Required work
Copy out every line of the data where the word "tree" is found.
━━━━━━━━━━━━━━━━━━━━
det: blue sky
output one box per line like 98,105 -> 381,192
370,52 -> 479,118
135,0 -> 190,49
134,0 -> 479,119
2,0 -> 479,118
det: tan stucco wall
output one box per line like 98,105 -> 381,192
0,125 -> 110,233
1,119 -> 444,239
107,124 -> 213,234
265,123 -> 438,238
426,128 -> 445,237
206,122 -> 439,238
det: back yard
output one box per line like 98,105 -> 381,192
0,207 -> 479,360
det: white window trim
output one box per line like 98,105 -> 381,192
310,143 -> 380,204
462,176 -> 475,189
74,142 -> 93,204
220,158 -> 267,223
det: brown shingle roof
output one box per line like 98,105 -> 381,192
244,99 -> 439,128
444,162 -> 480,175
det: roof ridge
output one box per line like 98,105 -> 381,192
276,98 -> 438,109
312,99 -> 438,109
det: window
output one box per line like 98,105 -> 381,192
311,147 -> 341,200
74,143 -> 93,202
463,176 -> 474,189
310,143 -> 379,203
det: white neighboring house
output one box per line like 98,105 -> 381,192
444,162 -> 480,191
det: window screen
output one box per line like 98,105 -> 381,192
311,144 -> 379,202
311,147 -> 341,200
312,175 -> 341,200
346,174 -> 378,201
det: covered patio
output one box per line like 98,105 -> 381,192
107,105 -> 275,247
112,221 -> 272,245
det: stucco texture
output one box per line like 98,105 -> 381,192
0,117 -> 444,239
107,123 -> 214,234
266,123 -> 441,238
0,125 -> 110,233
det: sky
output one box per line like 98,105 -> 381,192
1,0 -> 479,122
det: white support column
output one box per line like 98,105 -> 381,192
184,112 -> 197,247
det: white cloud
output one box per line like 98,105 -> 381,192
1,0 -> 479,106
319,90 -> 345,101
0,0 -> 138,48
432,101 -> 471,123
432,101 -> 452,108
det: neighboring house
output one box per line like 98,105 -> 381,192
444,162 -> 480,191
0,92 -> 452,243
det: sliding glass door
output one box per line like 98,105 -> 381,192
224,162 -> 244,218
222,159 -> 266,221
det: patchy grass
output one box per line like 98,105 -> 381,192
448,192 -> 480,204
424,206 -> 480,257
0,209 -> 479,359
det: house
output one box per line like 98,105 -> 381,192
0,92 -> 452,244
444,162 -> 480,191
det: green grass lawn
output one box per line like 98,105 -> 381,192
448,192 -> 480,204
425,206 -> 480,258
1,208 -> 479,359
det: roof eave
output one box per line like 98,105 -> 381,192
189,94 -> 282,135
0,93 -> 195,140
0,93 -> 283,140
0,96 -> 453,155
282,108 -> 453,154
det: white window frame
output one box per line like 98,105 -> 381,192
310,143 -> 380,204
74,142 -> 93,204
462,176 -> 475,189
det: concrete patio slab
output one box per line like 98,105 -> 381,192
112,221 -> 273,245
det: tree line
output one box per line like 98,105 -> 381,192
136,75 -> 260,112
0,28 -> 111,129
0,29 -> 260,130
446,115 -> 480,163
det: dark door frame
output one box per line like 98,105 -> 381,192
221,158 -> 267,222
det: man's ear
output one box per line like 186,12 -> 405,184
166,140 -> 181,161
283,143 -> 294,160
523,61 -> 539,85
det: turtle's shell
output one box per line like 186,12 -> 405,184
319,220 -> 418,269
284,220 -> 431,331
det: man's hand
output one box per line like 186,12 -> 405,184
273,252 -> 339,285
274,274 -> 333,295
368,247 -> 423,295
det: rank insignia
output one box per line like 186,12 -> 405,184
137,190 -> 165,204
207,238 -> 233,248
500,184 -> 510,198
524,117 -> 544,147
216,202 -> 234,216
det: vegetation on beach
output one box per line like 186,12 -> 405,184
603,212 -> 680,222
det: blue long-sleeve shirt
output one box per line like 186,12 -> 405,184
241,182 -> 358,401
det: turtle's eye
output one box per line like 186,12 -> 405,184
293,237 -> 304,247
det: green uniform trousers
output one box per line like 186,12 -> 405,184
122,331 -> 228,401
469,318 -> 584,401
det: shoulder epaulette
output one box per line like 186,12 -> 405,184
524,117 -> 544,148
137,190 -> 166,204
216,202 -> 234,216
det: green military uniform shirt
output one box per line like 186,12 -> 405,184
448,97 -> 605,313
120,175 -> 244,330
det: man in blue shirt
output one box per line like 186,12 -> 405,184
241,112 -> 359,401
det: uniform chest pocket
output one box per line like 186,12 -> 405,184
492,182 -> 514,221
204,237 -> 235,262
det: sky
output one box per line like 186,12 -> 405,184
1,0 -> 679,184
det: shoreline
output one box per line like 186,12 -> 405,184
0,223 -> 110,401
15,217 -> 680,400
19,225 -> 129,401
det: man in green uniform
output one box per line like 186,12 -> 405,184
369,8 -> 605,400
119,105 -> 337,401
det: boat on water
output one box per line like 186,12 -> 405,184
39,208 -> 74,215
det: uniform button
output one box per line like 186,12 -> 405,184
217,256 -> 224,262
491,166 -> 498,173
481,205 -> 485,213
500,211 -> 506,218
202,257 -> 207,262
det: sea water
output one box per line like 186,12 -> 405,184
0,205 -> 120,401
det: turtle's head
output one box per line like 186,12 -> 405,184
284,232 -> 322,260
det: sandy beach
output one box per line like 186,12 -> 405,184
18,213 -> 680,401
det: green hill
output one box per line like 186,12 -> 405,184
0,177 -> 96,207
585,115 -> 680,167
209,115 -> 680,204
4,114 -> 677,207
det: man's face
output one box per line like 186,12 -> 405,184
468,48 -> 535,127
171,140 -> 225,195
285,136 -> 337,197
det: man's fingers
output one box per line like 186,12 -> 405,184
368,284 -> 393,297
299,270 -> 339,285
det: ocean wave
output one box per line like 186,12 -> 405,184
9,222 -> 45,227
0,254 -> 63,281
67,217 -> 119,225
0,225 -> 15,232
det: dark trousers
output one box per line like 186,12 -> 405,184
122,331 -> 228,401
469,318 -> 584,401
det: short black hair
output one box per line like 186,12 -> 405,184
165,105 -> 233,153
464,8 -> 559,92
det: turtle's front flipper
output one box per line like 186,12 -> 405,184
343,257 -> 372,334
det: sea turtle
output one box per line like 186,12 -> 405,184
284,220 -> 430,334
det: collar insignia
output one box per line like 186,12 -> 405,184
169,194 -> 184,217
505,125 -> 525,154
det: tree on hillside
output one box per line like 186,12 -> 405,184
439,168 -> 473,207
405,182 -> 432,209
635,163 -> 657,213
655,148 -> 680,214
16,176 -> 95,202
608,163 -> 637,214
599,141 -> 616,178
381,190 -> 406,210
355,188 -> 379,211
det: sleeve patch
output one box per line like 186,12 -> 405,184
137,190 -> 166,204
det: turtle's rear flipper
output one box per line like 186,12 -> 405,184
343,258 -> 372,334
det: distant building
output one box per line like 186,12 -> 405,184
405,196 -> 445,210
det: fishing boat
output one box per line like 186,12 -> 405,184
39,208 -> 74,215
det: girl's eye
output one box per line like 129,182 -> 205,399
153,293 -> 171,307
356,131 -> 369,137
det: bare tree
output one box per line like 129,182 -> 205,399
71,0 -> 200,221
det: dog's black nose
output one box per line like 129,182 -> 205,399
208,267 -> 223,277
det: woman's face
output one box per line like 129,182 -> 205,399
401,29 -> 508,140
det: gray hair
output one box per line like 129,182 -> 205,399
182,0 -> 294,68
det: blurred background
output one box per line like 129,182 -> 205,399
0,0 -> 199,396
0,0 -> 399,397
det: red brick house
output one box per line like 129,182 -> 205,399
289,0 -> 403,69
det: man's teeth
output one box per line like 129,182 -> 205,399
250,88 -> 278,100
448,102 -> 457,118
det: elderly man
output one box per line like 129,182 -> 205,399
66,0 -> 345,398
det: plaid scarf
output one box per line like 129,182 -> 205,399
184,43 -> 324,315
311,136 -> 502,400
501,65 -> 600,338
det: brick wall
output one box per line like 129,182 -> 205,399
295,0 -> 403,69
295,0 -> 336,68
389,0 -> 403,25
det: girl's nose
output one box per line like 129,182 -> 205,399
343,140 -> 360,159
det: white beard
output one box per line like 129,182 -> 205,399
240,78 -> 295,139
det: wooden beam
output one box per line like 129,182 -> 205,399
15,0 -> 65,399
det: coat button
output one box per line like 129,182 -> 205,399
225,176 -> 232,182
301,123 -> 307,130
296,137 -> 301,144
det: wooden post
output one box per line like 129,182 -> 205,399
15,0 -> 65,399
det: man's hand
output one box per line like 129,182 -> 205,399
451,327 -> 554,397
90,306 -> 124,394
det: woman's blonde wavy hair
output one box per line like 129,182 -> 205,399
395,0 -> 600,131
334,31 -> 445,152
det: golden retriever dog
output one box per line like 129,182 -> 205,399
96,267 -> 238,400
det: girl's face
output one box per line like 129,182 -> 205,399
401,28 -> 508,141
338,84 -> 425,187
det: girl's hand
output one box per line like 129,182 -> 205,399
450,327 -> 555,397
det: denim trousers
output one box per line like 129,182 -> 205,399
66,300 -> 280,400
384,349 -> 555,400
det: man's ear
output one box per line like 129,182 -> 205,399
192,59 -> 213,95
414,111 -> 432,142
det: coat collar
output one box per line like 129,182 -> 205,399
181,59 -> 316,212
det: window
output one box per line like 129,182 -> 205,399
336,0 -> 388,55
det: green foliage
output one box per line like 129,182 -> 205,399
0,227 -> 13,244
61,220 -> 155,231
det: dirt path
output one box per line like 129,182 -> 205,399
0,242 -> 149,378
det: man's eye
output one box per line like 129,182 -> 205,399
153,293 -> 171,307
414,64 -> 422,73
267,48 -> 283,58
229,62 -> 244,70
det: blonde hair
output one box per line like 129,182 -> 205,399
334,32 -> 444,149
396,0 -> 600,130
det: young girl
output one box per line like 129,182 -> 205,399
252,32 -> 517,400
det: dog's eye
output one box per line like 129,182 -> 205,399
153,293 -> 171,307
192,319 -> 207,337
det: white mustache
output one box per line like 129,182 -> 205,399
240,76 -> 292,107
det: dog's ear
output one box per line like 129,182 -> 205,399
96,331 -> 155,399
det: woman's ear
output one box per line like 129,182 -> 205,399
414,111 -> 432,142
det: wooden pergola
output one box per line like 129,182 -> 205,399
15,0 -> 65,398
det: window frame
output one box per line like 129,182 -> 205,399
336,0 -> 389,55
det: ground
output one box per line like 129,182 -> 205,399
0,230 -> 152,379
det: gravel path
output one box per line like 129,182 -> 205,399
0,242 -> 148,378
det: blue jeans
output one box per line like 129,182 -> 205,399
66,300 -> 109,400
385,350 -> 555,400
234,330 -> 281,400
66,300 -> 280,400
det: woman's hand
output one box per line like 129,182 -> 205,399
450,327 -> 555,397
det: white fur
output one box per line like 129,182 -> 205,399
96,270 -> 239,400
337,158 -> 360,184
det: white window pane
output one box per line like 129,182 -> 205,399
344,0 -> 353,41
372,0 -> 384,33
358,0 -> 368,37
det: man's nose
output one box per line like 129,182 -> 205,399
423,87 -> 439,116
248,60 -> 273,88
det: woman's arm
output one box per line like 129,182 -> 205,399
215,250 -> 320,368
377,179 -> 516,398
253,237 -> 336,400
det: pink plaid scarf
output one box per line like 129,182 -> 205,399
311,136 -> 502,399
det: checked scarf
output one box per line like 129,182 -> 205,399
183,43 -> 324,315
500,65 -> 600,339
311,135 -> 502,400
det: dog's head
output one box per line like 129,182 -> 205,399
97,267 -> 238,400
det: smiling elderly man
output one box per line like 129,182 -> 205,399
━━━━━━━━━━━━━━━━━━━━
Problem solution
det: tree line
det: tree on hillside
det: bare tree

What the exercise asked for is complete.